### Article
Nous avons vu combien, entre l’outil « convivial » cher à Illich, que promettait l’utilisation de l’énergie éolienne, et ses développements actuels, s’ouvraient des contradictions. Ici, nous en croiserons d’autres, parlant de l’énergie hydraulique, entre promesses d’améliorations sociales et simple respect du vivant.

Cité dans le texte précédent, Jimmy Grimault refusait la réduction aux éoliennes de toute utilisation de l’énergie cinétique du vent. Ainsi, nous continuerons ici à parler de moulins, qu’il s’agisse des barrages titanesques, comme des modestes moulins domestiques, installés sur un ruisselet.

Des moulins, il fut déjà question  dans les Traces 22 et 67 : moulins comme moyens de colonisation économique d’un territoire de la part des monastères clunisiens, moulins comme signes d’appropriation d’un cours d’eau.

Si dans le précédent texte, nous avons fait peu de place aux inquiétudes que suscitent les éoliennes quant aux oiseaux, ici l’impact des moulins, de leurs systèmes de digues, de biefs,… sur la vie halieutique sera une de nos priorités : j’ai évoqué Trace 65, mon expérience à l’Agence de bassin Adour-Garonne, soupesant la vie des poissons dans l’Hers Vif d’un côté,  la centrale nucléaire de Golfech de l’autre. D’ailleurs, les centrales et leurs turbines sont, à leur façon, comme les moulins à eau, dépendantes des niveaux d’étiage des fleuves qu’elles viennent  aussi hélas réchauffer.

### À faire
A. D'après l'article, dans quelles Traces les moulins ont-ils déjà été abordés ?
B. Pouvez-vous recopier le passage de l'article qui commence à « Cité dans le » et se termine à « d’un cours d’eau. » ?
C. Comment traduire en anglais cette phrase de l'article : « Cité dans le texte précédent, Jimmy Grimault refusait la réduction aux éoliennes de toute utilisation de l’énergie cinétique du vent. » ?

### Lignes de données

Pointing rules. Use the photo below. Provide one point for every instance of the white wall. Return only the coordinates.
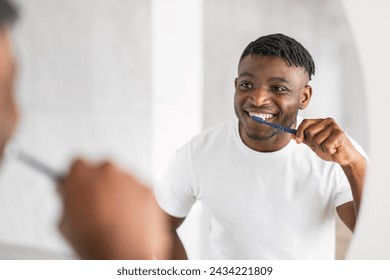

### Réponses finales
A. Dans les Traces 22 et 67.

B.
Cité dans le texte précédent, Jimmy Grimault refusait la réduction aux éoliennes de toute utilisation de l’énergie cinétique du vent. Ainsi, nous continuerons ici à parler de moulins, qu’il s’agisse des barrages titanesques, comme des modestes moulins domestiques, installés sur un ruisselet.

Des moulins, il fut déjà question  dans les Traces 22 et 67 : moulins comme moyens de colonisation économique d’un territoire de la part des monastères clunisiens, moulins comme signes d’appropriation d’un cours d’eau.

C. Cited in the previous text, Jimmy Grimault rejected the reduction of all use of the wind's kinetic energy to wind turbines.